◆ **WHAT NEEDS TO BE DONE**: In the entries below, swap "pixel coordinates" for "x and y coordinates" and leave every other word as it is. Give all the lines back without the pictures.
++++ SUPPLIED RECORDS ++++
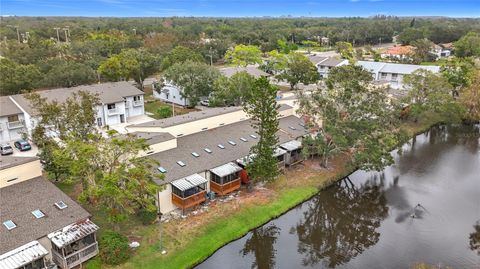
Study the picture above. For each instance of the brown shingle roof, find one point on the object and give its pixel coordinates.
(17, 202)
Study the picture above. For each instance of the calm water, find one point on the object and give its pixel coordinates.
(366, 221)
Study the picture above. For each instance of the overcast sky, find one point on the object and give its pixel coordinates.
(240, 8)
++++
◆ **REPLY TO THE EXERCISE**:
Study the picture above. For each instance of the brown shingle roof, find one point on the object and give its x and y coordinates.
(17, 202)
Study the picture above. For each instance of the calm water, find one point on the object and give its x and y coordinates.
(366, 221)
Study the picture above. For each instance of the overcast sky, find one point on the object and give its x and y coordinates.
(240, 8)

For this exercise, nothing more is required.